● DIRECTIONS
Reproduce the listing below with every instance of "one point per instance" changed to "a single point for each instance", leaving all other text as it is and omitting the pictures.

● EXTRACTED RECORDS
%%
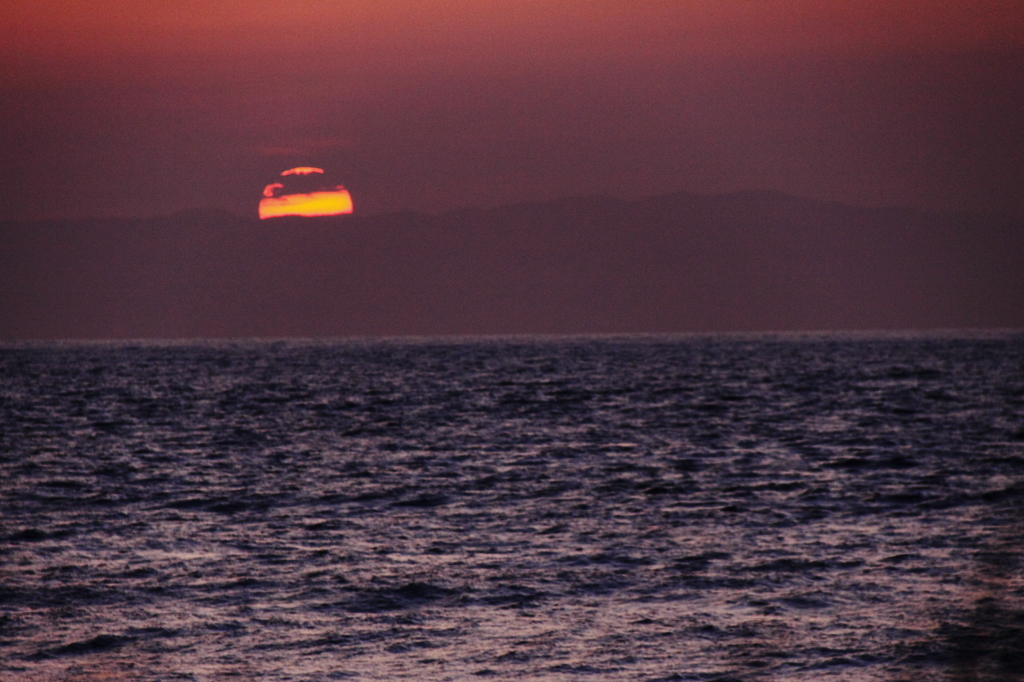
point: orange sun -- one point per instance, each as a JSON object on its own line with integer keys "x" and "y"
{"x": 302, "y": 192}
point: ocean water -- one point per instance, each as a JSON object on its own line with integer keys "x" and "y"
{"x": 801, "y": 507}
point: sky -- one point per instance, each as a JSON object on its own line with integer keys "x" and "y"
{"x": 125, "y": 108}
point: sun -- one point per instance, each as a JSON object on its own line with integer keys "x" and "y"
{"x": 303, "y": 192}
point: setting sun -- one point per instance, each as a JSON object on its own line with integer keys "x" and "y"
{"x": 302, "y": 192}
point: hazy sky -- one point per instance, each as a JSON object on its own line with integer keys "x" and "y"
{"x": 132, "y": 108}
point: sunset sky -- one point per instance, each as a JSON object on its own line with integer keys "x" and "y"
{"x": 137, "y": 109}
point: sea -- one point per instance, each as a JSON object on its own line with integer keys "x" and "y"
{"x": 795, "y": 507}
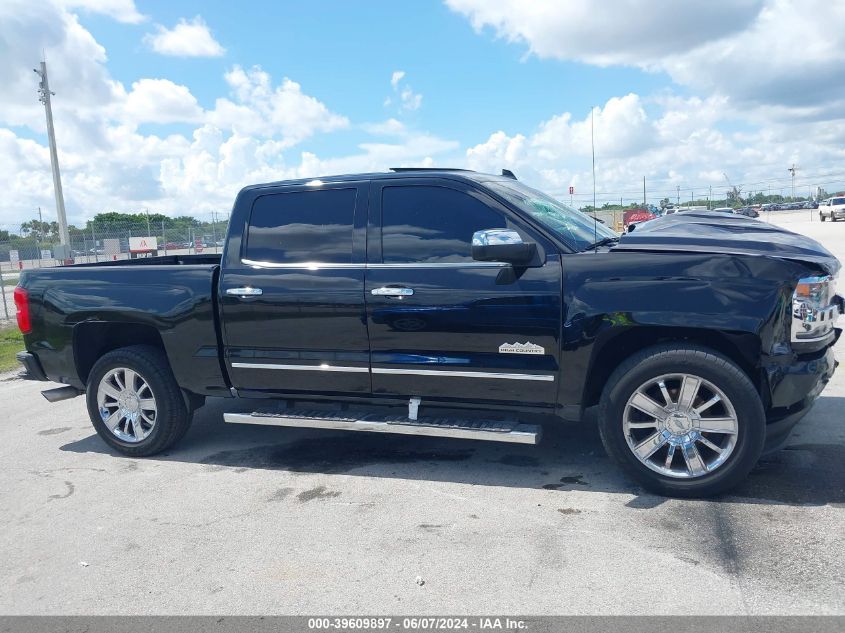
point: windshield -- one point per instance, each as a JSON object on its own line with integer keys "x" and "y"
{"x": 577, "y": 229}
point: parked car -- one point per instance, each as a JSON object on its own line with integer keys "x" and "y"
%%
● SOLUTION TO THIS EXERCISE
point: orange sun -- a single point for each instance, each as a JSON object on its own line with integer keys "x" and "y"
{"x": 302, "y": 192}
point: ocean water -- a single point for each instance, each as a JSON object on its own line with integer keys "x" and "y"
{"x": 801, "y": 507}
point: sky -- a single point for each instance, each as a JSON object on its own line with integer keys "x" and "y"
{"x": 125, "y": 108}
point: sun -- a single point for each instance, each as a JSON object on its own line with integer keys "x" and "y"
{"x": 303, "y": 192}
point: setting sun -- a single point for each instance, each as a JSON object on its own line with integer keys "x" and "y"
{"x": 302, "y": 192}
point: hazy sky -- a single point for each instance, each as a JSON object on its own line with integer keys "x" and "y"
{"x": 132, "y": 108}
point: sunset sky -- a single point for each instance, each as a JSON object on its own line with integer keys "x" and "y"
{"x": 137, "y": 109}
point: sea -- a single point for each instance, each as a JSON object on its own line with integer keys "x" and "y"
{"x": 795, "y": 507}
point: windshield -- a single point for each instance, each as a JSON object on its own line with integer keys "x" and "y"
{"x": 577, "y": 229}
point: parked car -- a single point for each instance, each as a JSON object on its own line with integer keys "x" and "y"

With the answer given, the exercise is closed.